- [DOCUMENT EXCERPT]
========
An Altar-nate View
Traditions of Día de los Muertos
My elementary school teachers were passionate about preserving the traditions of Mexico, so they taught us about Día de los Muertos at an early age. They feared that this celebration was in real danger of disappearing due to Halloween permeating our daily Mexican culture, and in hindsight, they were right. Thankfully their efforts paid off, as many of my schoolmates and I have continued promoting and celebrating this tradition into adulthood. Almost every year since I moved to Austin in 1984, I've set up an ofrenda. Traveling back to Mexico City and Oaxaca over the years, I have amassed a collection of figurines, papel picado, and other folk art related to the festivities. Thanks to my husband Will Larson's art background, we were invited to present an altar at the Blue Star Contemporary Art Center exhibit in San Antonio in 2004, and last year we displayed one at the Mexic-Arte Museum in honor of Lady Bird Johnson. The altars we set up at the house are small and usually dedicated to our departed friends and family, with the occasional addition of admired celebrities and personalities who may have passed away during the year: Julia Child and Joe Strummer have been previous "guests" at our ofrenda and feast. I enjoy cooking traditional dishes often enjoyed in Mexico during the three-day holiday, such as mole, tamales, and candied fruit. I've never made pan de muerto from scratch, but I may try it this year as I now possess a prized recipe from my Aunt Elsa, who passed away a couple of years ago. Curious to know other people's reasons for embracing this holiday, I spoke to a few folks from different backgrounds and professions whom I know celebrate Day of the Dead in one way or another.
========
- [DATASET CONTENT]
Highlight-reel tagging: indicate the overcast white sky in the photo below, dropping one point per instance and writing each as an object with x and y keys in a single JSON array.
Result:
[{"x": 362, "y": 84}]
========
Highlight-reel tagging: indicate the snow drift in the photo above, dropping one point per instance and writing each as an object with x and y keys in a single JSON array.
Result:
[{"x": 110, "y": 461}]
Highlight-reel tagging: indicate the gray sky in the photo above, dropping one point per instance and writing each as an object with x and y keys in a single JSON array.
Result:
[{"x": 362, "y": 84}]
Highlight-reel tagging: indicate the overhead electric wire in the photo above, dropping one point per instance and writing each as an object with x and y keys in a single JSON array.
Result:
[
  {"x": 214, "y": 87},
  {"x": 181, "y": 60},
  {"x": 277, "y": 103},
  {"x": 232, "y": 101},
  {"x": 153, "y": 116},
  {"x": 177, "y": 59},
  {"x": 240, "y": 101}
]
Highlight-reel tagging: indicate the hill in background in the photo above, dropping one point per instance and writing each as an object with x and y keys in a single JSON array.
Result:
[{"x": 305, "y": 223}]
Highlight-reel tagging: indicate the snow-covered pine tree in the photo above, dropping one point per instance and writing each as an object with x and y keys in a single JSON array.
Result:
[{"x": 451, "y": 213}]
========
- [TO-DO LIST]
- 1) According to the Día de los Muertos essay, in what year was the altar presented at the Blue Star Contemporary Art Center exhibit in San Antonio?
- 2) Render this sentence from the Día de los Muertos essay in Spanish: "Almost every year since I moved to Austin in 1984, I've set up an ofrenda."
- 3) Carry on the Día de los Muertos essay, picking up after its final sentence.

- [ANSWERS TO THE EXERCISE]
- 1) 2004

- 2) Casi todos los años desde que me mudé a Austin en 1984, he puesto una ofrenda.

- 3)
Garden designer and writer Lucinda Hutson was born and raised in El Paso, where she absorbed and fell in love with the culture and traditions of Mexico. Over the years, she has traveled many times to Pátzcuro, Michoacán, for Day of the Dead, visiting the graveyards and familiarizing herself with the customs. "Dying is something we all do," she says. "I love the way the Mexicans poke fun at death with their funny figurines and calaveras depicting life on Earth. Live it, love it while you can! You can't take it with you!" Hutson is always ready for a fiesta and is one of the best party hostesses I know. The Día de los Muertos parties and ofrendas at her Rosedale garden home are legendary and have even been featured on PBS' Central Texas Gardener. "I invite guests to bring candles and mementos of their dearly deceased, and we build a big altar in my garden replete with marigolds and candles, fruit and food. I have quite a collection of Day of the Dead figurines, sugar skulls, calaveras, et cetera that I bring out each year," she says. "We have a prayer circle and moment of silence where we honor and remember our loved ones and share stories about them. It is a very moving evening for all who attend – children and adults alike. This is a good way for children to learn about their ancestors." Hutson's guests are treated to Mexican hot chocolate, atole, plenty of Day of the Dead bread from Mi Victoria Bakery, and usually some tequila punch, too. At the moment, Hutson is busy wrapping up the manuscript for the long-awaited second edition of her book ¡Tequila! Cooking With the Spirit of Mexico, to be published by UT Press, so she's not sure she'll be able to have a celebration this year. If it happens, she says, "it will probably be a last-minute thing."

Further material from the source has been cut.